AIM: Quote every row below verbatim, and leave the pictures out of your answer.

[Start of DATA LISTING]

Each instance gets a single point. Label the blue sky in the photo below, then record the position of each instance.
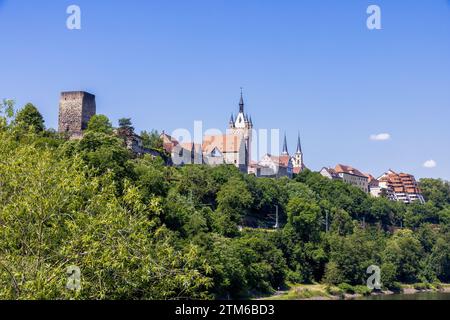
(310, 66)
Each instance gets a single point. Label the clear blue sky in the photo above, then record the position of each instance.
(307, 65)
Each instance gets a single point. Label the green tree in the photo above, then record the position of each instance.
(152, 140)
(29, 118)
(100, 124)
(304, 217)
(233, 201)
(405, 252)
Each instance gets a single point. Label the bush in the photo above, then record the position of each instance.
(363, 290)
(396, 287)
(334, 291)
(437, 285)
(347, 288)
(422, 286)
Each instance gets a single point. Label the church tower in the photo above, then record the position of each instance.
(297, 159)
(242, 125)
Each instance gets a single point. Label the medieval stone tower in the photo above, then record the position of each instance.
(297, 159)
(76, 108)
(242, 125)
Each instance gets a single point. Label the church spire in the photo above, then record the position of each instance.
(285, 149)
(241, 103)
(299, 144)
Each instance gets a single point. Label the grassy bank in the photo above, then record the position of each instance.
(341, 292)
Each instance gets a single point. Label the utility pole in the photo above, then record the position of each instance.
(277, 224)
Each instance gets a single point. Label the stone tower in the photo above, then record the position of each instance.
(297, 159)
(76, 108)
(242, 125)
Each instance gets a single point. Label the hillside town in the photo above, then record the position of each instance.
(235, 148)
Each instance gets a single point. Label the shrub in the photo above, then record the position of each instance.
(422, 286)
(334, 291)
(396, 287)
(347, 288)
(363, 290)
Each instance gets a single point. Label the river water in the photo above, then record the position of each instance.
(415, 296)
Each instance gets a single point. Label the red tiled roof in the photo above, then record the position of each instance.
(225, 143)
(340, 168)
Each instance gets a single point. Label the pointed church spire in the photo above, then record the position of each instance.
(299, 144)
(285, 149)
(241, 103)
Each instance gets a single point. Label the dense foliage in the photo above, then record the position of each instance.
(138, 229)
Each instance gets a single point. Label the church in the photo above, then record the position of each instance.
(235, 148)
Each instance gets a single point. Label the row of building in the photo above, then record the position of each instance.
(394, 186)
(235, 148)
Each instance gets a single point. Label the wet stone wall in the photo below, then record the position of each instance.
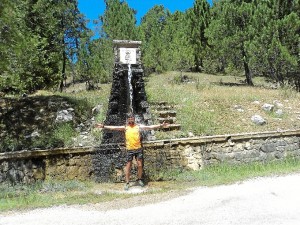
(160, 156)
(110, 157)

[End of DATA LISTING]

EXERCISE SOLUTION:
Each instance gets a single point. Label the blue sky in the photo below, then record the position of each instance.
(310, 66)
Each instance gets a single point. Label the clear blue sky in the photo above, then record the position of each instance.
(307, 65)
Each instance gets a single point. Label the green tree in the photo above, then record the position of each instance.
(152, 140)
(29, 118)
(100, 124)
(304, 217)
(233, 201)
(405, 252)
Each instance gets a single point. Label the bush in the photo above, then record the position of each instance.
(363, 290)
(396, 287)
(334, 291)
(437, 285)
(347, 288)
(422, 286)
Each instance gets a single point. Label the church tower in the photo above, then record the position of each instance.
(297, 159)
(242, 125)
Each instance gets a single point. Label the medieval stone tower in the photo above, then record the position of each instance.
(297, 159)
(76, 108)
(242, 125)
Each instance gets a single point. Label the church spire in the photo above, then record the position of each instance.
(285, 149)
(241, 103)
(299, 144)
Each instance gets a single point. Label the grassy bank in the photo above, then record the position of each instance.
(341, 292)
Each instance gets a single point. Label the utility pole in the photo above, then record the position of each instance.
(277, 224)
Each instance gets a single point. Label the stone tower in the photo above, then record the position of each instance.
(297, 159)
(76, 108)
(242, 125)
Each instance gets a single point. Label the hillside town in the photo above, then record the position of each instance.
(235, 148)
Each instance gets a single point. Label the shrub in the photo above, then record the position of each instance.
(422, 286)
(334, 291)
(396, 287)
(347, 288)
(363, 290)
Each instance gets a single point. Label the river water in the photo above, then record the position of each instance.
(415, 296)
Each instance gets a single point. Label the red tiled roof in the photo above, then record the position of each instance.
(225, 143)
(340, 168)
Each instance gets a single point. Label the pointed church spire in the photo above, then record the position of each instance.
(299, 144)
(285, 149)
(241, 103)
Each instance gets a single point. Label the dense foliage in the photo above, then record the position of each instance.
(138, 229)
Each instance gets a single point. Label the church in the photo above, then record the position of each instance.
(235, 148)
Each instance gets a single point. Label the row of building in the photo above, then record the position of each instance.
(394, 186)
(235, 148)
Each instance gets a single point. Label the wet stone wall in the photo below, then record the position of each instance.
(160, 156)
(110, 157)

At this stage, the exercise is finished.